Objective a »
Count the lines of the records that contain the string "crossed", and reply with the number alone.

Excerpted text »
▬▬▬▬▬▬▬▬▬▬
CRN 14486

From Classes
Jump to: navigation, search

Tiger gotta hunt. Bird gotta fly.
Man gotta sit and wonder why, why, why.
Tiger gotta sleep. Bird gotta land.
Man gotta tell himself he understand.
Kurt Vonnegut Jr.


  • Topic. Introduction to Higher Mathematics.
  • Time and Place. MW 13:30-14:50 in Bell 130
  • Instructor. Helmut Knaust, Bell Hall 219,, 747-7002
  • Office Hours. M 15:00-16:00, R 17:00-17:50, or by appointment.
  • Holyoke.JPG
    Textbook and materials. Mount Holyoke College. Laboratories in Mathematical Experimentation. A Bridge to Higher Mathematics. Springer-Verlag. Amazon lists the price at $49.95 (8/26). Bring the textbook to all class meetings. Also please bring a USB stick to all class meetings.
  • Co-requisite. Calculus I (Math 1411).
  • Course Description. An introduction to mathematical problem solving, experimentation, and proof writing, and the relationship among all three. The course will be built around a series of in-depth problems from a variety of areas of higher mathematics, especially those not encountered in pre-calculus and calculus courses.
  • Course Objectives. This course is built on the proposition that you learn mathematics, and how to construct mathematical proofs, better when you formulate the questions and discover the answers yourself. Upon successful completion of the course, you will be able to investigate mathematical questions, big and small, both experimentally and theoretically. This is very different from courses like pre-calculus, calculus and differential equations, which are primarily focused on computations. Although there are computations in this course, they are a tool for discovering, and proving, more general mathematical truths.
  • Laboratories. Class time will be devoted exclusively to labs. Each lab will start with a brief explanation of the question or problem to be explored. You will perform experiments (usually with a computer or programmable calculator) and gather data. The data will lead you to make your own conjectures, which you will then test and refine by further experimentation. Finally, when you are more certain of your conjectures, you will prove them carefully. (In practice, this process is rarely as straightforward and linear as outlined here. You will often revisit earlier steps as you carry out later steps.) You will work in small groups in class (as well as outside of class). There will also be whole-class discussions about your experimental and theoretical discoveries. After two weeks of work in class (and while you are starting the next lab), you will have a week to write up your discoveries, both experimental and theoretical, into a clearly-written report. (Grading criteria are below.) The reports are either written individually, or jointly by the members of your group. After each report is graded and returned to you, you will have approximately one more week to revise your report for a better grade, if you like.
▬▬▬▬▬▬▬▬▬▬
Objective b »
Rewrite the part of the course page that opens with the words containing "Kurt Vonnegut Jr." and closes with "stick to all class meetings.", changing "class meetings" to "class sessions".

Given information »
▬▬▬▬▬▬▬▬▬▬
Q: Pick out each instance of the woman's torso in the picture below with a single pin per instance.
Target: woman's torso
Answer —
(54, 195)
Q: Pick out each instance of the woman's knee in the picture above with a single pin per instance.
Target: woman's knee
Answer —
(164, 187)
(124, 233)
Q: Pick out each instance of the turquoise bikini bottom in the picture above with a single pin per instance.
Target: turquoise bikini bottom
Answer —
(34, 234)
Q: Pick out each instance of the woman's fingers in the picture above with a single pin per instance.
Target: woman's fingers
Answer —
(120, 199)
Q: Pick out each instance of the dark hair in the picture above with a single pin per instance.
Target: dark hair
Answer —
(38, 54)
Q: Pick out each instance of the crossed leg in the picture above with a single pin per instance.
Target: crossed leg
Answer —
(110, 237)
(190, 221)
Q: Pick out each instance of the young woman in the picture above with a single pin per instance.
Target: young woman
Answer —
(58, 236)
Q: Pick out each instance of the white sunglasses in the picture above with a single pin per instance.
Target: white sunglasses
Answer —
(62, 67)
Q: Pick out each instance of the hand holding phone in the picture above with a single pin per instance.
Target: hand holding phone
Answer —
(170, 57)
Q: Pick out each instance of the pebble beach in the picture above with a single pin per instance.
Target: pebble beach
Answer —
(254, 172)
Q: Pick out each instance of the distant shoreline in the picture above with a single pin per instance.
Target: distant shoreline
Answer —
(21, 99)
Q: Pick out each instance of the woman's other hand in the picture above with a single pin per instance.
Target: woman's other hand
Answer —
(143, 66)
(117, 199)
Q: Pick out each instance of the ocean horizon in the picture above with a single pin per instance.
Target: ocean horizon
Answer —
▬▬▬▬▬▬▬▬▬▬
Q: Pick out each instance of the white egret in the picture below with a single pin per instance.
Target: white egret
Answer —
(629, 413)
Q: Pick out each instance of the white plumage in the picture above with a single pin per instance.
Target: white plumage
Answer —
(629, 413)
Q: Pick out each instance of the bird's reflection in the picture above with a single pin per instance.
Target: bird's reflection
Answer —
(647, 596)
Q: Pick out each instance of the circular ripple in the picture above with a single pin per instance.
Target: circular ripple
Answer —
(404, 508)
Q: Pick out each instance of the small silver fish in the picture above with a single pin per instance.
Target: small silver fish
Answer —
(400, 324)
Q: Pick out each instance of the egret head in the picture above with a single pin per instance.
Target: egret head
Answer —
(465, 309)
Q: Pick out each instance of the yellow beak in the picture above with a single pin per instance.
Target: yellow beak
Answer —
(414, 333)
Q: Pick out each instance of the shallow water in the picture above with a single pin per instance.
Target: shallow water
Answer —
▬▬▬▬▬▬▬▬▬▬
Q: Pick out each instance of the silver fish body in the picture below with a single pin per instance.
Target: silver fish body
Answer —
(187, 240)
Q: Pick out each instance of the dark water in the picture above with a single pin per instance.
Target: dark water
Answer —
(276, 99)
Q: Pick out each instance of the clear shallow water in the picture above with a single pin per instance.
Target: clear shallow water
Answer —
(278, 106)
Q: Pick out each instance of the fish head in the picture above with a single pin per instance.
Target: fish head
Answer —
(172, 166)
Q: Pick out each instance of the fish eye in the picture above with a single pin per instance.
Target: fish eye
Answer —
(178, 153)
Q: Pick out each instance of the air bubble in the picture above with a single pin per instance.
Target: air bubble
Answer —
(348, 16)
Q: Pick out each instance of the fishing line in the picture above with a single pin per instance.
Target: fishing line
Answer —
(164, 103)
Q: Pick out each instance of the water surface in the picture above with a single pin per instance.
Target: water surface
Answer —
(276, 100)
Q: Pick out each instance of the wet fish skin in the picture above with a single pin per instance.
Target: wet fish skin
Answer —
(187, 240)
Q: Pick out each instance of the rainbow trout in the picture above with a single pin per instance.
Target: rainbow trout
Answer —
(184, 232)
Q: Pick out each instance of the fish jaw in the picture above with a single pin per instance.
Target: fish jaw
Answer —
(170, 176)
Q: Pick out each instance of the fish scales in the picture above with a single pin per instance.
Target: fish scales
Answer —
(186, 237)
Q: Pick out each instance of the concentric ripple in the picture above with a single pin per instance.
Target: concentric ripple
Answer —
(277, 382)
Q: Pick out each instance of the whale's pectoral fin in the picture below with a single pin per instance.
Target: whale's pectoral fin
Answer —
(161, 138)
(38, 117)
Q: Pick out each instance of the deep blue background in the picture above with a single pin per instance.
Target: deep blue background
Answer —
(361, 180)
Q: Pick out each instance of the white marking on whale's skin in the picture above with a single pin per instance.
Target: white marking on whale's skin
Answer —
▬▬▬▬▬▬▬▬▬▬
Task solution a »
2

Task solution b »
Kurt Vonnegut Jr.


  • Topic. Introduction to Higher Mathematics.
  • Time and Place. MW 13:30-14:50 in Bell 130
  • Instructor. Helmut Knaust, Bell Hall 219,, 747-7002
  • Office Hours. M 15:00-16:00, R 17:00-17:50, or by appointment.
  • Holyoke.JPG
    Textbook and materials. Mount Holyoke College. Laboratories in Mathematical Experimentation. A Bridge to Higher Mathematics. Springer-Verlag. Amazon lists the price at $49.95 (8/26). Bring the textbook to all class sessions. Also please bring a USB stick to all class sessions.